* **Provided passage**:
Certified Native seed being processed Photo by: Marianella Aguirre

Wednesday, May 1st ,  International Laborers Day, was a very important day for local corn producers in El Salvador, as it was the Mangrove Association’s  first day of semilla criolla certificada or certified native seed production. I visited the local seed production plant where the seed was processed and packaged, and had the opportunity to speak at length with Juan Luna, Program Director of the Diversified Agriculture Program about the future possibilities of corn seed production in El Salvador.

For the past 20 years, the government of El Salvador has dedicated its agricultural efforts to strengthening ties with big agribusiness companies—leaving small agricultural production efforts abandoned. The role of the government has been to provide individual subsidies to families by contracting agribusiness to supply paquetes or packets of corn seed and fertilizer on a yearly basis.

Since the new shift in government in 2009, the Ministry of Agriculture (MAG) has also implemented a new shift in policy. Individual subsidies are still provided to family farmers, however, instead of solely contracting big agribusiness companies, such as Monsanto (owned by former president Cristiani), the government now contracts local Salvadoran family farmers to supply certified seed through the Family Agriculture Program.

In order to strengthen this program, the government has also rehabilitated regional MAG offices (which had also been out of use), that now coordinate with institutions like our partners at the Mangrove Association, to help train local cooperatives to grow seed and certify it. The goal of the Family Agriculture Program is to help subsidize 325,000 families nationally to produce local seed. This certified corn seed is distributed as packets of 22 lbs and fertilizer to individual family farmers.

Juan Luna in a corn field

Juan Luna, Program Director of Diversified Agriculture, walking though a field of Santa Rosa corn Photo by: Marianella Aguirre

The government has come a long way in taking steps to become independent from huge agribusiness companies, but there is still room for growing and diversifying the Family Agriculture Program. Currently, almost 100% of the certified corn seed is a local hybrid variation.  This variety cannot be stored for continuous production. It must be bought on a yearly basis, which is why the distribution of subsidized corn seed is a huge necessity for subsistence family farmers who cultivate hybrid corn.

* **Listed entries**:
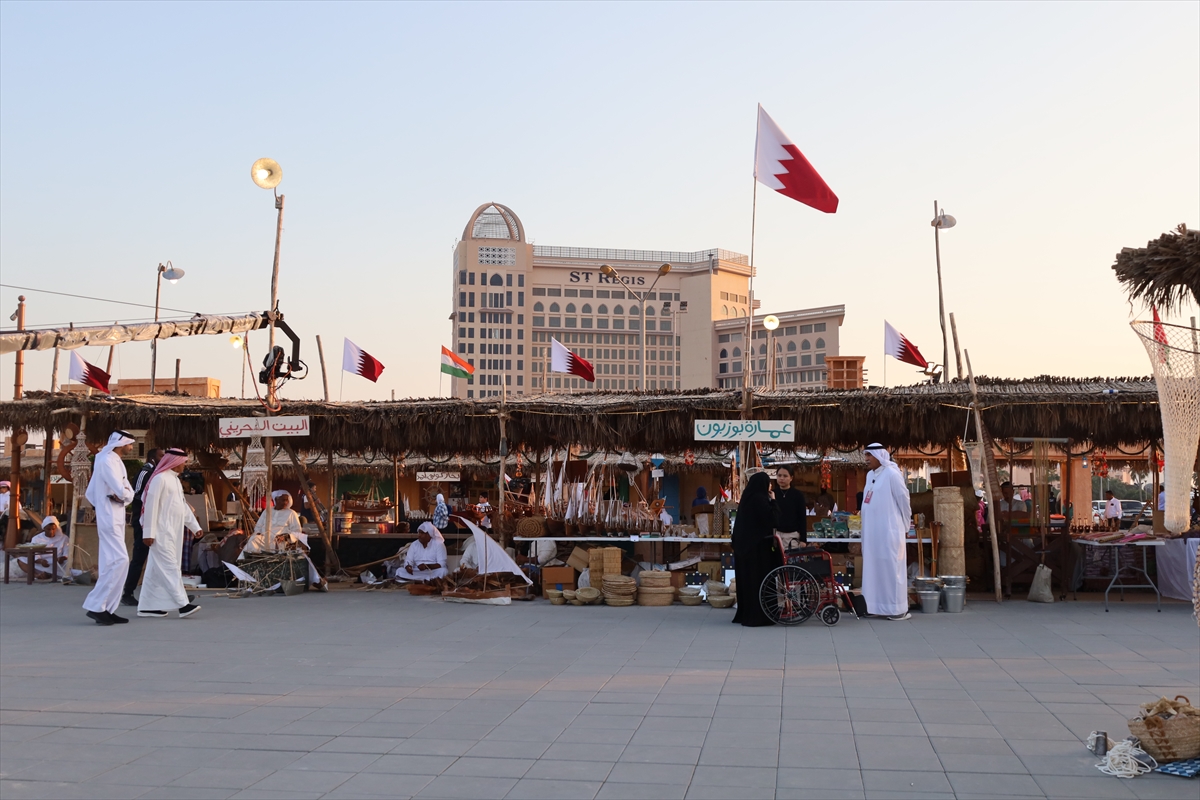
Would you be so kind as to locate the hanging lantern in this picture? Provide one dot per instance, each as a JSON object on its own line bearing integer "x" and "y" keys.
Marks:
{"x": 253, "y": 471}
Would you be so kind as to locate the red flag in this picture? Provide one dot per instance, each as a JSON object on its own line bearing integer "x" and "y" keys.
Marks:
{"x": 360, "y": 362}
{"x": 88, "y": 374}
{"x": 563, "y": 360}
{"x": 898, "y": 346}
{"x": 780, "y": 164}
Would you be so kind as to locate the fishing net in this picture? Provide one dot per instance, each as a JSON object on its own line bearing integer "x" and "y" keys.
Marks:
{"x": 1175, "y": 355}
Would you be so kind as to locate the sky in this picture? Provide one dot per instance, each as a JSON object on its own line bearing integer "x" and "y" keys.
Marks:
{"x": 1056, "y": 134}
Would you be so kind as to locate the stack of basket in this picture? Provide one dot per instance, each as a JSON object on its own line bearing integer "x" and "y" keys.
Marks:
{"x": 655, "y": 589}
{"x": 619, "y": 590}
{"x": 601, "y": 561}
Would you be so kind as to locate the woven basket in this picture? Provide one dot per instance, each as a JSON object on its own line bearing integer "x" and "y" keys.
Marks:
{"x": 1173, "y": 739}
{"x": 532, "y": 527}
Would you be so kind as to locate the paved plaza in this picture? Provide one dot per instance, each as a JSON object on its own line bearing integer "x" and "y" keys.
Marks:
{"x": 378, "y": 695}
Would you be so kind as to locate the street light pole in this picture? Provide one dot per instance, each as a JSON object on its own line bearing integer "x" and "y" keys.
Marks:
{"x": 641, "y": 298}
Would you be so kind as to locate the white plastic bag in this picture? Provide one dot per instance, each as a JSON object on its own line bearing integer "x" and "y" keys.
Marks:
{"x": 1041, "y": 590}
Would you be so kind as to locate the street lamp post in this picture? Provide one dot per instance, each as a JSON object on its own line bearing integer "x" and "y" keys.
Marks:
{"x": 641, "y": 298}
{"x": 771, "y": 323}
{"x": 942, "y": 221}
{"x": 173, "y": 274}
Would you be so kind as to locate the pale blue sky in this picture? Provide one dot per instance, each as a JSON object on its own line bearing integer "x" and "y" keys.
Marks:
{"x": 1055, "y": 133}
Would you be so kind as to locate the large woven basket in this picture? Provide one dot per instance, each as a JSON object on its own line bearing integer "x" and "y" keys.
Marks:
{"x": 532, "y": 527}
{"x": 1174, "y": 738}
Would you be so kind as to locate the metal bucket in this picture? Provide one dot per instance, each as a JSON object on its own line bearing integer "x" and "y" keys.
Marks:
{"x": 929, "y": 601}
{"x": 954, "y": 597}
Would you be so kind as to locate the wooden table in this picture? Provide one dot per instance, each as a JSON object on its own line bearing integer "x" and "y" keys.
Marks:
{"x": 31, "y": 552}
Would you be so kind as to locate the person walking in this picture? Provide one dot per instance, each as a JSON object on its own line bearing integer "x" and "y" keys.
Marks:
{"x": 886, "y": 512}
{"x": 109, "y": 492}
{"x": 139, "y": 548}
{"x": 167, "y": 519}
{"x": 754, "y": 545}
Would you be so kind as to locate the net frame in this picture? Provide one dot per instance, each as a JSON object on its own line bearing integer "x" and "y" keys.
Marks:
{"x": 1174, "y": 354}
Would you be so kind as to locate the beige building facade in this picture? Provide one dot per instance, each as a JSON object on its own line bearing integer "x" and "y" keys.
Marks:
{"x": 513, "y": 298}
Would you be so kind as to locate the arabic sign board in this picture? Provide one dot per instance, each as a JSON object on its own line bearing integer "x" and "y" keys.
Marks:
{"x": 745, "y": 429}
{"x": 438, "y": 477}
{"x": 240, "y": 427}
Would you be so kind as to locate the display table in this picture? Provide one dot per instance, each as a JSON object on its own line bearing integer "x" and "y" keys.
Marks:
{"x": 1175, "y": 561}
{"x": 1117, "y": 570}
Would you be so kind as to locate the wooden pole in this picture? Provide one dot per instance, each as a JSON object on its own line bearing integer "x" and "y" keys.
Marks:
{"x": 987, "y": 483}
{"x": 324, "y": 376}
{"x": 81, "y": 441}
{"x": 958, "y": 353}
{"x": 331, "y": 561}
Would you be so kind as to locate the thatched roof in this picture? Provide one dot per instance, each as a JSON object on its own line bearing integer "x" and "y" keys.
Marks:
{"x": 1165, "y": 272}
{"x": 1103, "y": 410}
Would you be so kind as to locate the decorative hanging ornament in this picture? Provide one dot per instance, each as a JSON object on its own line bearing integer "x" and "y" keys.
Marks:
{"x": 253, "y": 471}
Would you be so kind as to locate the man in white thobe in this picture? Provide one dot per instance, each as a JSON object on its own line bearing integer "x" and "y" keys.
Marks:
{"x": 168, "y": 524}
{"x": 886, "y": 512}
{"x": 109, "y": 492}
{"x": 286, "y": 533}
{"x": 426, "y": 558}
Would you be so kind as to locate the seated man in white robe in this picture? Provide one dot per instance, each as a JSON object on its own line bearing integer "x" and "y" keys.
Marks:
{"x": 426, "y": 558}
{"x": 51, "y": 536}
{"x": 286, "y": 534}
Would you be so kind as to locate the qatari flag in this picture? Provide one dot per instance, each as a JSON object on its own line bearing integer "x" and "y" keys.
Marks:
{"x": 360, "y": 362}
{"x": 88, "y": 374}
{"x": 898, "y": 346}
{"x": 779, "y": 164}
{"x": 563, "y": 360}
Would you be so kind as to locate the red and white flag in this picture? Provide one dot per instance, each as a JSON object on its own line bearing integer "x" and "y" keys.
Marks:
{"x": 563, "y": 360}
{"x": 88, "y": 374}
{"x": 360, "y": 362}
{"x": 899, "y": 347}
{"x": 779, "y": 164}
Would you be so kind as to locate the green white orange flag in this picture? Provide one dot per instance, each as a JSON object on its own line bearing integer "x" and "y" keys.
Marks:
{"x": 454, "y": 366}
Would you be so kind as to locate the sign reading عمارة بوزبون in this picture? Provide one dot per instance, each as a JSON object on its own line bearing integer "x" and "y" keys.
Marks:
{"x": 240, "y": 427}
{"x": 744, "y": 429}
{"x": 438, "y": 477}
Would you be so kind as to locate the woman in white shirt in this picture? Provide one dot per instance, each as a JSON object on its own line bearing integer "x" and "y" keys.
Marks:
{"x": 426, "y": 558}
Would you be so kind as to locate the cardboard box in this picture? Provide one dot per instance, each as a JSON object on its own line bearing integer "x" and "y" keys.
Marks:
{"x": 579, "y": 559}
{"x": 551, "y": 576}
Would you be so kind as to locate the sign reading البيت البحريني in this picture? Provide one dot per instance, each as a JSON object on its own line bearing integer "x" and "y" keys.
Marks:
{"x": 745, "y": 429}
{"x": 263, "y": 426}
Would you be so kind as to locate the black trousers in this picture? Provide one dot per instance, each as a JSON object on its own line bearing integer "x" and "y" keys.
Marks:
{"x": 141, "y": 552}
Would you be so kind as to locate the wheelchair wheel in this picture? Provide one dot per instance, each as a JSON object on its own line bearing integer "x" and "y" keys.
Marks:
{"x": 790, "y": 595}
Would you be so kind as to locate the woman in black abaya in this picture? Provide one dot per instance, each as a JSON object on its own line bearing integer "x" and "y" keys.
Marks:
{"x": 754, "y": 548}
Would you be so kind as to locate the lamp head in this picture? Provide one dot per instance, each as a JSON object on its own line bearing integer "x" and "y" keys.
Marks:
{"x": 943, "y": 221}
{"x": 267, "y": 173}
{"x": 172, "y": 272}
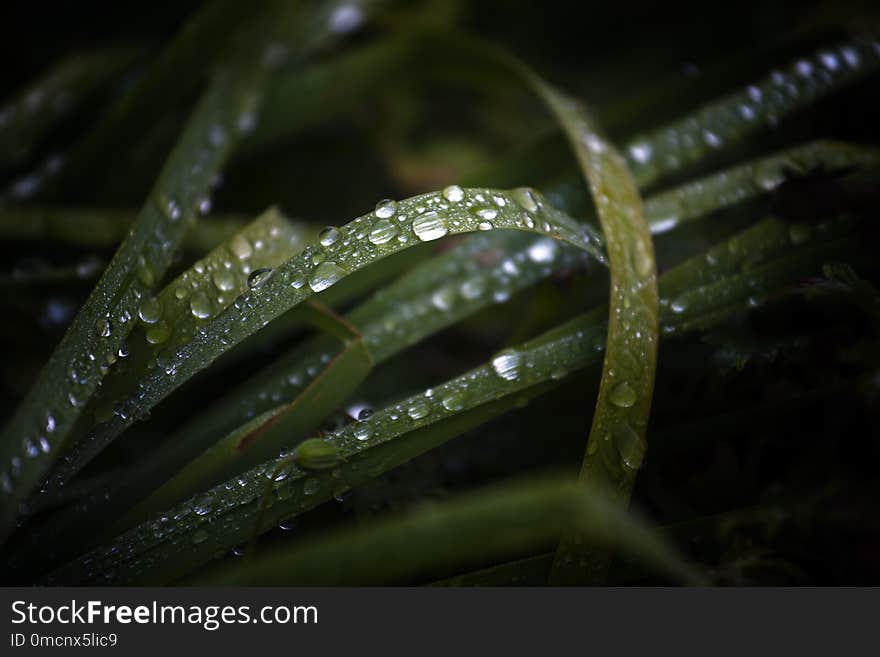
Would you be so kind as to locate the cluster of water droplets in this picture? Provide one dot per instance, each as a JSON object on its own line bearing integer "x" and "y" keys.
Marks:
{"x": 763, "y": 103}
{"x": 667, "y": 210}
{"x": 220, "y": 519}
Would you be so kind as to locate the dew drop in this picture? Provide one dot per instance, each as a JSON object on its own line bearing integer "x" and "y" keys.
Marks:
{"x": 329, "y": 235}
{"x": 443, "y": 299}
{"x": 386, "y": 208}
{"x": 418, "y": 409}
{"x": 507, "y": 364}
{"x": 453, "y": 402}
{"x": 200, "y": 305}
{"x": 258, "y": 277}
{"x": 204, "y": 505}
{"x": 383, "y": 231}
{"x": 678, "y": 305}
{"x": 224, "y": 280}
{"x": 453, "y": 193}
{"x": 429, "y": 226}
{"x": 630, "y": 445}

--

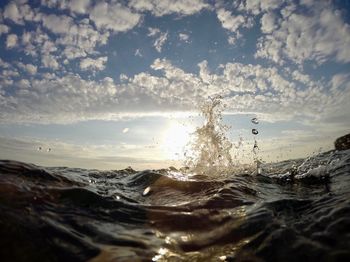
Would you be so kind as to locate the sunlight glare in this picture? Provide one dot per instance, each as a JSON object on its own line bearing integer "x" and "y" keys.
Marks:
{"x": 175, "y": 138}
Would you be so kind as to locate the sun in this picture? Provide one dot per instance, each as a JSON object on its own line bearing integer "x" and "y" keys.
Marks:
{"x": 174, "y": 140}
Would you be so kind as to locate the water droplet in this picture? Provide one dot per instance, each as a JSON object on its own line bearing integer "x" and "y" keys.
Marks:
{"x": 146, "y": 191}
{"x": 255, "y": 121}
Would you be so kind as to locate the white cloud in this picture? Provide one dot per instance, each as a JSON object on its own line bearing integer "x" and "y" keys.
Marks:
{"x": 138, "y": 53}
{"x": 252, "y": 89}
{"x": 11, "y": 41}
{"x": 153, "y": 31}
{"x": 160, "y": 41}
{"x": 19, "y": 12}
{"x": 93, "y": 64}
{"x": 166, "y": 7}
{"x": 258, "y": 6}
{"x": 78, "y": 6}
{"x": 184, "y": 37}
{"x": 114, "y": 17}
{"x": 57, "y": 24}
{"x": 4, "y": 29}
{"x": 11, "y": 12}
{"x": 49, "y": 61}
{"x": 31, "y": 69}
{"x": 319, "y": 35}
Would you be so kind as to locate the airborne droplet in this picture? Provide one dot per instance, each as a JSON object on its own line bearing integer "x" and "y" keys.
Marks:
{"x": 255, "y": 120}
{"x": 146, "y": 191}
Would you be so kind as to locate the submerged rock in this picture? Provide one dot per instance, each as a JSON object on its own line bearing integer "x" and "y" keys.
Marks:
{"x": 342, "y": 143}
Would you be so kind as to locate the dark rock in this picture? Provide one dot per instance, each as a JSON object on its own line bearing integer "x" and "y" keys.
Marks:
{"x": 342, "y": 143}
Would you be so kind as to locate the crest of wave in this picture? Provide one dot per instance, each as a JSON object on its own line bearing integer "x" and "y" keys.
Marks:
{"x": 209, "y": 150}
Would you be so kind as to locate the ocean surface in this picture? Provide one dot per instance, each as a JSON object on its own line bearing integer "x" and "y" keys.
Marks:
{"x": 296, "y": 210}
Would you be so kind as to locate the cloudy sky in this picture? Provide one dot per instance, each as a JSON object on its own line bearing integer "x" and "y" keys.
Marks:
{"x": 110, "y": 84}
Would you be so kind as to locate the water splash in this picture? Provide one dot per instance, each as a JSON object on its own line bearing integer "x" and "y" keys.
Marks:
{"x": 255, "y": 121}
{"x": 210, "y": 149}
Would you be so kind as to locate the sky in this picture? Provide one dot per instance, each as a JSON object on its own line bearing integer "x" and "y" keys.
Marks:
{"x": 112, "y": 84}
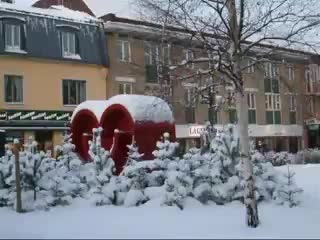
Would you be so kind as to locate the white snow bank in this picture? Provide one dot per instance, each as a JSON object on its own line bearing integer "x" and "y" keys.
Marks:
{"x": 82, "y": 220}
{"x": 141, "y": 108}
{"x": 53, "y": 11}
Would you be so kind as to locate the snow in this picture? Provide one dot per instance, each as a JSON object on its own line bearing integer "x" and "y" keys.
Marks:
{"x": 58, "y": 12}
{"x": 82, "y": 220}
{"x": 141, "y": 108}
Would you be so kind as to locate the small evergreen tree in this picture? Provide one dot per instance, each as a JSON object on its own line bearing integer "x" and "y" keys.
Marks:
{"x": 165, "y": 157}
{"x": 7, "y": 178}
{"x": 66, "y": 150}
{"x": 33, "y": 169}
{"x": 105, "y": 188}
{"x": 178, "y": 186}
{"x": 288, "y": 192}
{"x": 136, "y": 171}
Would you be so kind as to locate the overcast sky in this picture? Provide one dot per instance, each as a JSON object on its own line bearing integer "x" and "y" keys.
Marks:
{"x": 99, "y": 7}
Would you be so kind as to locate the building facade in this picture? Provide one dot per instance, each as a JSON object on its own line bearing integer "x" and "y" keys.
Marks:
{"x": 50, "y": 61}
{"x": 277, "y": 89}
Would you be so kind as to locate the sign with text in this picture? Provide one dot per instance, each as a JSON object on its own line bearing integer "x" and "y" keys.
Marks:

* **Direction**: List every person named in the passage on certified native seed in El Salvador.

* **Output of the exercise**:
- Marianella Aguirre
- Juan Luna
- Cristiani